**Directions for this task:** Print every record below exactly as written.

**Data supplied:**

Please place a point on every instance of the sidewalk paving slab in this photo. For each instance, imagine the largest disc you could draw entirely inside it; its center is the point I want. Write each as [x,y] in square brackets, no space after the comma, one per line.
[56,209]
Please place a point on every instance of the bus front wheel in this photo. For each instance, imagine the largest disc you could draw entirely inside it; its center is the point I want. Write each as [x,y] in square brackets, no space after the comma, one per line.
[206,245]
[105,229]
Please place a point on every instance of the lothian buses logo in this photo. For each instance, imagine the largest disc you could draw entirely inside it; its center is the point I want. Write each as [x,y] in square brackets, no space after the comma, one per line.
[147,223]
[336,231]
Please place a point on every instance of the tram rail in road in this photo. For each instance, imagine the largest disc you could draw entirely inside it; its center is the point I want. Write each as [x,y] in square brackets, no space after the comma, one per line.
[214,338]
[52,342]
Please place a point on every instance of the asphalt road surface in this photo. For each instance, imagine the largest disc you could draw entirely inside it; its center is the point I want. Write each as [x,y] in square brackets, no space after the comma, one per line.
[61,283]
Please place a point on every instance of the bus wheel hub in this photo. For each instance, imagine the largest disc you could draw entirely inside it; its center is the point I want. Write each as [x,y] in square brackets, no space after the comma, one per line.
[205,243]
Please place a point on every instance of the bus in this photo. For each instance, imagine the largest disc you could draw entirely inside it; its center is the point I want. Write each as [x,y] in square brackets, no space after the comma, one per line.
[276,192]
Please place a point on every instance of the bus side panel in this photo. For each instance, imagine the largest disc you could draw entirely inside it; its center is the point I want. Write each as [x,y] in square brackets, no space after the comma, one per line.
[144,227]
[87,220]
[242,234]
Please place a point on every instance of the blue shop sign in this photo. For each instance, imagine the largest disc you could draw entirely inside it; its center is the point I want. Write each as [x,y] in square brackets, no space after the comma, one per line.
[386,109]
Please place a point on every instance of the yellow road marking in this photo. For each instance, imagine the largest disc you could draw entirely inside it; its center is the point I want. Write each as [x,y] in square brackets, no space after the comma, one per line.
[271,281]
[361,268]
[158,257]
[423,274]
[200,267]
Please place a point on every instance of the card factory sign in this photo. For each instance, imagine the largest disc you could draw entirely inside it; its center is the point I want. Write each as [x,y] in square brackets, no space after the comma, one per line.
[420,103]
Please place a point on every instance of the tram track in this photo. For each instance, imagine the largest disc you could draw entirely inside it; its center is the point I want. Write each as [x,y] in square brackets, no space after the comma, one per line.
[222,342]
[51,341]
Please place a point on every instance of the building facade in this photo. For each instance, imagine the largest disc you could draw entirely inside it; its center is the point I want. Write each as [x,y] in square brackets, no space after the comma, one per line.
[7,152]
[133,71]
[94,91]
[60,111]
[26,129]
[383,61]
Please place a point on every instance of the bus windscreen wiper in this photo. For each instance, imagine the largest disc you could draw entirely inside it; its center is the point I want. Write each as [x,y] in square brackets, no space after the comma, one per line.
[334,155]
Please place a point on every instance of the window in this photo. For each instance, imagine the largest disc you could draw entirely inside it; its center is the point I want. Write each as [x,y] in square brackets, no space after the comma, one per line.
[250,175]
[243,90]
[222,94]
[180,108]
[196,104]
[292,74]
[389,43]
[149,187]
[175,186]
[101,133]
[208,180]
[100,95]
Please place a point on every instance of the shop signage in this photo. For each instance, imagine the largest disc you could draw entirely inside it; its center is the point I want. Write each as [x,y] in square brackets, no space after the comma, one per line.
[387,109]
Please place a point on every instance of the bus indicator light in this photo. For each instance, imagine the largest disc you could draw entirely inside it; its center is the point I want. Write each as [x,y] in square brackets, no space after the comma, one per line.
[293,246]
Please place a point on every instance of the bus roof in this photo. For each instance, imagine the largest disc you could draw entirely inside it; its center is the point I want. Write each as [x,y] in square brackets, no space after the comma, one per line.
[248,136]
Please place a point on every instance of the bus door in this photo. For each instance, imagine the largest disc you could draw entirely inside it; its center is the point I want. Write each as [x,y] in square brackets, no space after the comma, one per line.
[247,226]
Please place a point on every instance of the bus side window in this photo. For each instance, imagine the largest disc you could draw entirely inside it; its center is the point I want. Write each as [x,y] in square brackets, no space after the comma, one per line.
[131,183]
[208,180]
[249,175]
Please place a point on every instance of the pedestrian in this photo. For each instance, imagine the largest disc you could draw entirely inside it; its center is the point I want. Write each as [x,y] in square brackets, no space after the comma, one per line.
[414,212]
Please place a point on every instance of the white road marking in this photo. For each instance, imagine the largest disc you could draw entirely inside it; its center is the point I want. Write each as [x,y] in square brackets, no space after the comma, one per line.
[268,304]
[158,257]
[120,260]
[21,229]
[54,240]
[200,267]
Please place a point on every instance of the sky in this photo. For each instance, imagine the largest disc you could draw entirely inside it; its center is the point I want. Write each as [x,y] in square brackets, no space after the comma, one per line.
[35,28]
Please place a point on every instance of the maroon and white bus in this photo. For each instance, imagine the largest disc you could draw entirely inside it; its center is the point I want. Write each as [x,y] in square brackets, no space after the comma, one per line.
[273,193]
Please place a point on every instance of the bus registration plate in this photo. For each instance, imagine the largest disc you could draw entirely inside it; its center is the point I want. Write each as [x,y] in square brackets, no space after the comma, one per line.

**The answer:**
Please place a point on every instance of the sidewalk paving slab in this photo. For each instance, imagine the largest disc you could draw entirely inside it; its center is the point I want. Write each as [x,y] in square brackets, no space after the comma, one per line.
[56,209]
Please place a point on every instance of the bus front wheel in this photo. For each instance, imagine the largest disc you could draw entirely inside it; its center is the point I want. Write each as [x,y] in square brackets, no space after the comma, one per line.
[206,245]
[105,229]
Please place a point on every instance of the lothian buses logo in this photo. For each instance, imagine the largest disc you could draw entirely inside it; its center is the point I want. Write each as [x,y] in square brackets, no space after the comma, one per line.
[147,223]
[336,231]
Please place a point on every instance of the tram rail in road in this photo. For each instance, imagine the largest disc you could draw entirely inside it; its center is the point I want. Write each as [x,y] in square brackets, no space after the comma, one per line.
[214,338]
[52,342]
Please place a point on every instance of the asphalt road surface in this photo. For each instance, imagine the largest disc you could draw entirely inside it; its center is the point I want. Write each as [x,y] in square brackets, no space after the comma, one per line.
[61,283]
Please place a point on every instance of the bus wheel hub in this photo. For each instance, imagine the largest disc you could draw entirely inside it; its center is the point I want. Write each as [x,y] in square brackets, no space after the comma, one per line.
[205,243]
Please place a point on every instance of the bus in this photo. For each instance, imagine the largest disc you could draw entirely inside it; its center is the point I want. Write each as [x,y] in square brackets, no space after the comma, one per line.
[276,192]
Please place a point on every instance of the bus side panel in this photo. For each instance, imagine the largest disc you could draw entirely inside it; its center is the point I want. Write each as [x,y] in square brackets, no space after the comma, one per line.
[144,227]
[87,220]
[242,234]
Please place a point on every instance of the blue shop sign in this photo. For each instance, imagine the largest disc you could draw entirely inside it; its center is the point I want. Write each as [x,y] in square brackets, no space after the comma, one per line.
[386,109]
Please place a point on every instance of the yellow road marking in this photo. For each instance, imagine the largest disc you could draw entirely inside it; its center is the point I want. Write each as [x,y] in square brackets, no space after the comma, one per line.
[271,281]
[361,268]
[158,257]
[423,274]
[200,267]
Please place a point on every instance of the card factory sign in this photo. For each instance, imagine the largest disc you could draw entirely inside it; its center is the point I want. Write each as [x,y] in square brackets, no space after the comma, one per line.
[420,103]
Please place a point on every instance of the tram track in this photo. For each instance, imagine the largest disc you could draw entirely inside it; its center is the point I want. Write each as [x,y] in square brackets, no space after the comma, one per line.
[222,342]
[51,341]
Please place a point on every instance of the building facade in this photo. For each instance, imagine the largest disc you could draw entirely inside it; its center is the point I want. Write each as [x,y] in square brackets, no space after the comma, one per line.
[7,152]
[133,71]
[94,91]
[60,111]
[26,129]
[383,61]
Please place a point on every instance of the bus windscreen wiper in this photo. For each instance, imagine the largest disc you could draw entirely inside it; its center is the point I want. Write each as [x,y] in square brackets, no space after the comma, one per line.
[334,155]
Please place a point on every instance of the window in this photo. For each instance, imagine the largest disc you could draw entirely inside it; its center is the point I want. Write each as [x,y] in square brackets, no space after the comma, one per line.
[250,175]
[243,90]
[222,94]
[180,108]
[196,104]
[292,74]
[389,43]
[149,187]
[175,186]
[101,133]
[208,180]
[100,95]
Please place a point on every instance of the shop signage in this photo. For each instance, imagine the largest disc you could draw entirely inside it; its center is the point I want. Write each as [x,y] in square brackets, no space after the comma, one per line.
[387,109]
Please place a point on every instance of the bus indicator light in this photo. For each instance, imagine the largest disc you could draw entirely inside it; its center is the point I want. Write each as [x,y] in square brackets, no space after the comma, one per line.
[293,246]
Please place a point on every instance of the bus roof in this photo. For each instance, imagine the largest disc you could draw entirely inside it; its center is the point I want. Write each as [x,y] in square brackets, no space after the comma, one per line.
[248,136]
Please place a point on every instance of the bus door in this photo. For each instance, imagine the largest disc you could draw entirely inside it; its center is the point I want. Write each as [x,y] in square brackets, no space after the comma, one per line.
[247,226]
Please place a point on every instance of the bus side window in this photo. For each instance, imagine the largest disc you could draw entirely inside it; its center is the point I want. Write each as [x,y] in square brackets, no space after the comma, one per line.
[131,183]
[208,180]
[249,175]
Please place a point on every instance of the pedestrian in this photo. For each instance, imagine the largest disc you could draw entirely inside it; its center is the point I want. Write each as [x,y] in square brackets, no space after the comma, one per line.
[414,212]
Please place a point on every instance of the white road marking in this photo. For each instance, imagine the largest disc you could draw entirely inside it; its center is the point I want. Write each as [x,y] in square brackets, no space after the comma, one per line.
[268,304]
[158,257]
[120,260]
[21,229]
[54,240]
[200,267]
Please place a point on every instance of the sky in this photo. For each instance, imagine the largest disc you could draw entirely inside it; its center is the point I want. Write each as [x,y] in square brackets, no space after the comma, one per line.
[35,28]
Please place a point on every instance of the maroon and white bus in this photo. For each instance, imagine the largest disc you could draw entirely inside it; its center is the point I want. Write each as [x,y] in square brackets, no space after the comma, one per line.
[273,193]
Please place a point on every instance of the bus registration plate in this photo. For each instance, imagine the largest disc you could draw entirely inside it; its center is the point I want. Write each as [x,y] in square brackets, no space after the comma, one per line.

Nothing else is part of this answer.